Stored data
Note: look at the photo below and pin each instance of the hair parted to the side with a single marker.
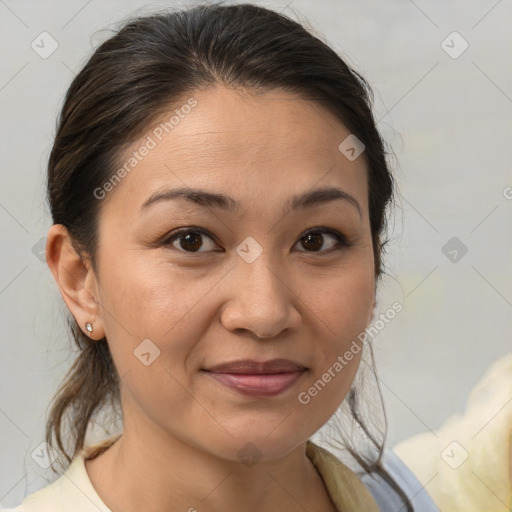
(143, 71)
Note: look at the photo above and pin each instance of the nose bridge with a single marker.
(260, 300)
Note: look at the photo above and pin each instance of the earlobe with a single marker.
(76, 281)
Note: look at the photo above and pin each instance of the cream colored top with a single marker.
(74, 492)
(467, 464)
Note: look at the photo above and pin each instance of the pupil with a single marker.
(313, 237)
(189, 238)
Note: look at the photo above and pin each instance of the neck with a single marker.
(157, 476)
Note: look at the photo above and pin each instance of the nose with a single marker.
(261, 300)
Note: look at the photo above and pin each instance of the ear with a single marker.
(76, 280)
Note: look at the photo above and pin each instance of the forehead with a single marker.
(255, 147)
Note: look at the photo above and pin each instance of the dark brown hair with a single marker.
(131, 80)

What you will do
Could you copy the listing exactly, leaving out any pictures?

Worked solution
Note: look at the photo below and pin each instance of the hair parted to the side with a single marker.
(143, 71)
Note: look at the photo above and pin each instance of the nose bridge with a single marker.
(260, 300)
Note: look at the photo above and pin each instance of the earlobe with a single marker.
(76, 281)
Note: look at the photo above and pin each instance of the cream colored top with a single marker.
(74, 492)
(467, 464)
Note: look at the photo above and pin each instance of the pupil with a single marker.
(313, 237)
(189, 238)
Note: look at the photo above and pin each instance of the neck with a single marker.
(157, 476)
Note: look at the photo above and pin each instance of the nose with a single marker.
(261, 300)
Note: look at the photo above and pin each instance of the ear with a single marker.
(76, 280)
Note: look at the photo above and pin each instance of the forehead with a single marker.
(255, 147)
Note: look at the photo above and pin each instance of the dark brown hair with a single marker.
(131, 80)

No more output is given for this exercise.